## Start DATA SHOWN

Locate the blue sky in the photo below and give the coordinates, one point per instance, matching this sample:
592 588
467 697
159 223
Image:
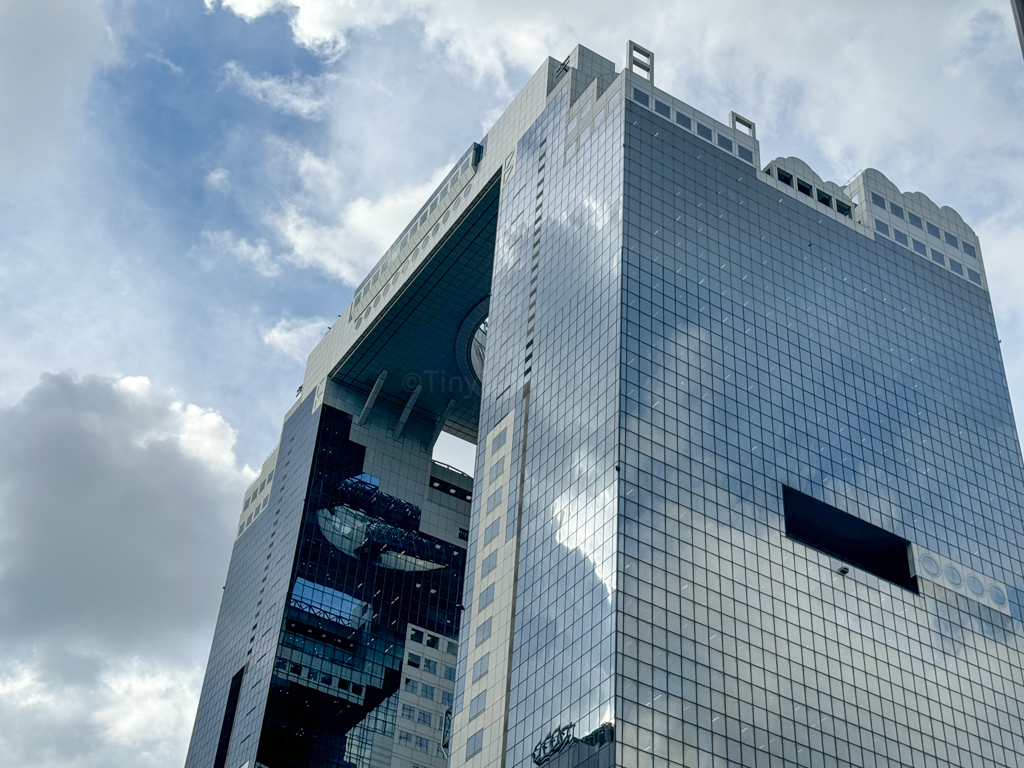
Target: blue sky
189 192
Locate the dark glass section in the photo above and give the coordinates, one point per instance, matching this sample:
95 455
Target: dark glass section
841 535
363 572
225 728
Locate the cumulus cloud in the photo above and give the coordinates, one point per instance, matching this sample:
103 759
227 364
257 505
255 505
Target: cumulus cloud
324 228
257 255
296 337
218 179
117 509
300 95
49 50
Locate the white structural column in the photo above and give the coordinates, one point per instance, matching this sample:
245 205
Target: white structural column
478 733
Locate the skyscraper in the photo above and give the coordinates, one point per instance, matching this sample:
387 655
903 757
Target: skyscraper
1018 6
748 485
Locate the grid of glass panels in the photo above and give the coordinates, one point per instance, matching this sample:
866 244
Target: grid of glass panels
764 346
560 223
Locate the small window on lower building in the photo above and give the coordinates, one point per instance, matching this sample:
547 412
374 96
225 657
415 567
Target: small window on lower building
486 597
488 564
847 538
481 667
474 743
477 705
492 531
483 631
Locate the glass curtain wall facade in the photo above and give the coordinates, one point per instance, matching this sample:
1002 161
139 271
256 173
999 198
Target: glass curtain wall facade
748 488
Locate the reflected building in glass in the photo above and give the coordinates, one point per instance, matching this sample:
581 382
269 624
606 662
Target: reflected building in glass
748 487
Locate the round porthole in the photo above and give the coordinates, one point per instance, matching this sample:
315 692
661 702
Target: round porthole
974 584
931 565
953 577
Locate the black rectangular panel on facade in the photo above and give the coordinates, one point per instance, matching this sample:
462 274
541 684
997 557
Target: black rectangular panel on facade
228 722
847 538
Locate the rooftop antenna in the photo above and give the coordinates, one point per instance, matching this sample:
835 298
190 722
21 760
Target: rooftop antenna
639 58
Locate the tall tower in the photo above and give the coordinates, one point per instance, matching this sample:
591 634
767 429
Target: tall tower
748 487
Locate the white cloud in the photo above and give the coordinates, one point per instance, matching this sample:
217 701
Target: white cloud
166 62
49 50
343 239
256 254
299 95
117 507
296 337
218 179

## End DATA SHOWN

Give an exact copy of the material, leaving out every picture.

Locate the blue sky in the photo below and give the coordinates, one point per instance, matching this sample:
592 588
467 697
159 223
Image:
Target: blue sky
189 192
Locate the dark glass section in the photo above and give the coordinates, one point per instance, matching this sample:
95 455
Target: dark glass section
841 535
363 572
225 728
Locate the cumulus cloud in the photo above and give the coordinates, one point per instance, matching this sample:
103 759
227 364
257 505
255 505
Target: cumulus cloud
324 228
257 255
296 337
218 179
117 509
300 95
49 50
Locate the white structural column in the photo above and give the coordinates, one point per instance, matching this sample:
245 205
Target: white structural column
478 733
Locate the skyscraper in the photo above and give the coordinates, one point per instance, matching this sample:
387 655
903 757
Target: skyscraper
1018 6
748 485
Locate the grid of glass panels in the photo above and give the coordinates, one point per instance, matching this sample:
866 244
Target: grid of glass panels
764 346
560 223
Locate the small window on lower building in the photo above and give the coordinates, one point per instance, matching this sample:
547 412
374 96
225 657
415 567
Target: small window on lower building
486 597
488 564
847 538
481 667
474 743
477 705
492 531
483 631
Locate the glass curtain wall facade in the photo above and give the coordinates, one point per instance, matching this sample:
1002 161
139 271
256 173
999 198
Target: glass curtain wall facade
748 488
Locate the reflected building in glass in the photo above and give the coordinates, one point per instance, matching this sample:
581 382
269 624
606 662
Target: reflected building in glass
748 487
Locate the round porthole in the photo above and give the coordinates, one point per instance, matching this sample:
315 692
661 702
Target: round porthole
974 584
931 565
953 577
Locate the black rectangular panel on facade in the photo above and give the coordinates, one point per instance, matching this sample:
462 274
541 684
997 557
Target: black rectangular panel on facade
228 722
847 538
Locate the rooftop antenna in the photo above and give the coordinates, one point per instance, matching this sample:
835 298
190 722
21 760
Target: rooftop antenna
639 58
Locate the tall tower in the photo above and give the coordinates, one point per instance, matching this sample:
591 634
767 429
Target: tall tower
748 487
Locate the white cloud in the photo above and give the coordinates, one point per instance, matching this sample:
217 701
Target: white cloud
166 62
49 50
343 239
256 254
299 95
117 507
296 337
218 179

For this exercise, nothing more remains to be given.